Work request | Each record below must be written out exactly as given.

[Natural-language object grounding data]

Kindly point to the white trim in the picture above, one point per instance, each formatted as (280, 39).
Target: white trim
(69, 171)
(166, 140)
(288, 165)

Finished exercise |
Kindly point to the white trim in the picture above, one point per instance, each formatted as (280, 39).
Target: white trim
(69, 171)
(166, 140)
(288, 165)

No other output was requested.